◆ Dataset entries ◆
========================================
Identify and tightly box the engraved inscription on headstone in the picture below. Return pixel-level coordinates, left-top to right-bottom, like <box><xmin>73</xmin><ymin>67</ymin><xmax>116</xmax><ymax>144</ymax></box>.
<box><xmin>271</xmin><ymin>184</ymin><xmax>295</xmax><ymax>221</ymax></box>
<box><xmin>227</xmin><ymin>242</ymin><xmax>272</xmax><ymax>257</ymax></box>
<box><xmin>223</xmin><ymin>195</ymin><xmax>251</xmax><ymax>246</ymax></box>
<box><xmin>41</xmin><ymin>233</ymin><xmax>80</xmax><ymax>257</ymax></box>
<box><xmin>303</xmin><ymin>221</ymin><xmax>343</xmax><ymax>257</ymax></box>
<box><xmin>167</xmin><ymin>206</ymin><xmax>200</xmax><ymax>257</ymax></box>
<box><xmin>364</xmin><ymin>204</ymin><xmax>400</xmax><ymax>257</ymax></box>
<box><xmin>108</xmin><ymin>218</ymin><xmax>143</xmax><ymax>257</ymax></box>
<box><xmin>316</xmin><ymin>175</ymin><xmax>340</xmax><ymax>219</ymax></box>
========================================
◆ About this task ◆
Give every entry again, exactly as it reads.

◆ Finished exercise ◆
Identify and tightly box the engraved inscription on headstone in the picture below. Return pixel-level coordinates, left-top to right-bottom, like <box><xmin>73</xmin><ymin>67</ymin><xmax>116</xmax><ymax>144</ymax></box>.
<box><xmin>271</xmin><ymin>184</ymin><xmax>295</xmax><ymax>221</ymax></box>
<box><xmin>227</xmin><ymin>242</ymin><xmax>272</xmax><ymax>257</ymax></box>
<box><xmin>223</xmin><ymin>195</ymin><xmax>251</xmax><ymax>246</ymax></box>
<box><xmin>41</xmin><ymin>233</ymin><xmax>80</xmax><ymax>257</ymax></box>
<box><xmin>303</xmin><ymin>221</ymin><xmax>343</xmax><ymax>257</ymax></box>
<box><xmin>167</xmin><ymin>206</ymin><xmax>200</xmax><ymax>257</ymax></box>
<box><xmin>364</xmin><ymin>204</ymin><xmax>400</xmax><ymax>257</ymax></box>
<box><xmin>108</xmin><ymin>218</ymin><xmax>143</xmax><ymax>257</ymax></box>
<box><xmin>316</xmin><ymin>175</ymin><xmax>340</xmax><ymax>219</ymax></box>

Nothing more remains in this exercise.